*Problem details*. Whenever the word "instance" turns up in a line below, that line should be copied.

*Records to process*.
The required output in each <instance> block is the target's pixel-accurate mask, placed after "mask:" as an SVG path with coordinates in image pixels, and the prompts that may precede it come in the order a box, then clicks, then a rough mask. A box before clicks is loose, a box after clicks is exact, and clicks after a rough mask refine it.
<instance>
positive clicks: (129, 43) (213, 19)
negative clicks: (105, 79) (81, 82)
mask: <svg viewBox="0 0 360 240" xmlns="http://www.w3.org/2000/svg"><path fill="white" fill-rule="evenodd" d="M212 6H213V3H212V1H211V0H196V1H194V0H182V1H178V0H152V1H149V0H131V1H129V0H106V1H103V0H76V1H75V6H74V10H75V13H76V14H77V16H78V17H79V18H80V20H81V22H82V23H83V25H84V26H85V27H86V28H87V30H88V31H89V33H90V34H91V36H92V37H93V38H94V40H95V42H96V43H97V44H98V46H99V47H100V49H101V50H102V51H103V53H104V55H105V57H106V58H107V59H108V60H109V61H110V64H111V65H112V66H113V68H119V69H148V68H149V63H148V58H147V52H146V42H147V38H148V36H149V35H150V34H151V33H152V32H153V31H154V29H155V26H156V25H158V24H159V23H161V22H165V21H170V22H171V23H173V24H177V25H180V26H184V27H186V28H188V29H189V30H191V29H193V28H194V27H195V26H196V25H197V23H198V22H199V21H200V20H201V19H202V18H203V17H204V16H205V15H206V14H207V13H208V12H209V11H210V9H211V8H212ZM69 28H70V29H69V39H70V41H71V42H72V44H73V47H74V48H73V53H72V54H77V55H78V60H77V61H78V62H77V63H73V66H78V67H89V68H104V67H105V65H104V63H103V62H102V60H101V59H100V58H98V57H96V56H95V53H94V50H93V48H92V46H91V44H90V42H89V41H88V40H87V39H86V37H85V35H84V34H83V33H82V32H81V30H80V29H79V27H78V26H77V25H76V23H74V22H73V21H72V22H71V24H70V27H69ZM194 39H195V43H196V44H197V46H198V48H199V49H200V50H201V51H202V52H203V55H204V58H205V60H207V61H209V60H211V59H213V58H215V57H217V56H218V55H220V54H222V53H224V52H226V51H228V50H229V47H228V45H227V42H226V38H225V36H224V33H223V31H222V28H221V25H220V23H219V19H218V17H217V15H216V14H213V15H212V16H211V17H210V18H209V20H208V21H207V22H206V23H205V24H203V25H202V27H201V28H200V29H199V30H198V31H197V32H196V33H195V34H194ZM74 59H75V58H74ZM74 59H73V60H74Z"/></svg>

*Exercise result*.
The required output in each <instance> block is the target's pixel-accurate mask, placed after "mask:" as an SVG path with coordinates in image pixels, and the prompts that may precede it come in the order a box, then clicks, then a rough mask. A box before clicks is loose, a box after clicks is exact, and clicks after a rough mask refine it.
<instance>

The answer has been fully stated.